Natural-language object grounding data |
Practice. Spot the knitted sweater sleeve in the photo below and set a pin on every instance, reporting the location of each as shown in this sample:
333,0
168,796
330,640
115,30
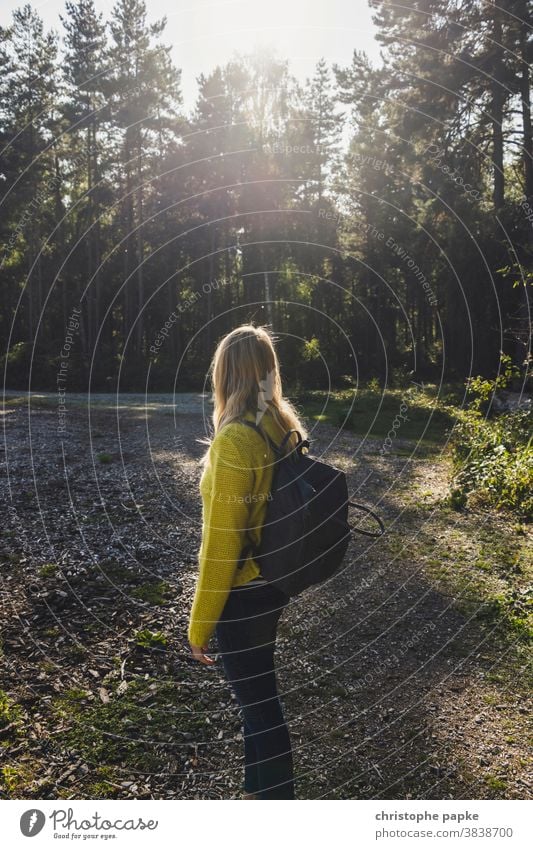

Task description | Could you write the entries out again exactly, without their pictures?

Response area |
Practice. Spot the knitted sweater sleeve in the photo below and set a pin on every instance, reporting the location of each as shown in this sample:
333,0
168,796
330,640
115,30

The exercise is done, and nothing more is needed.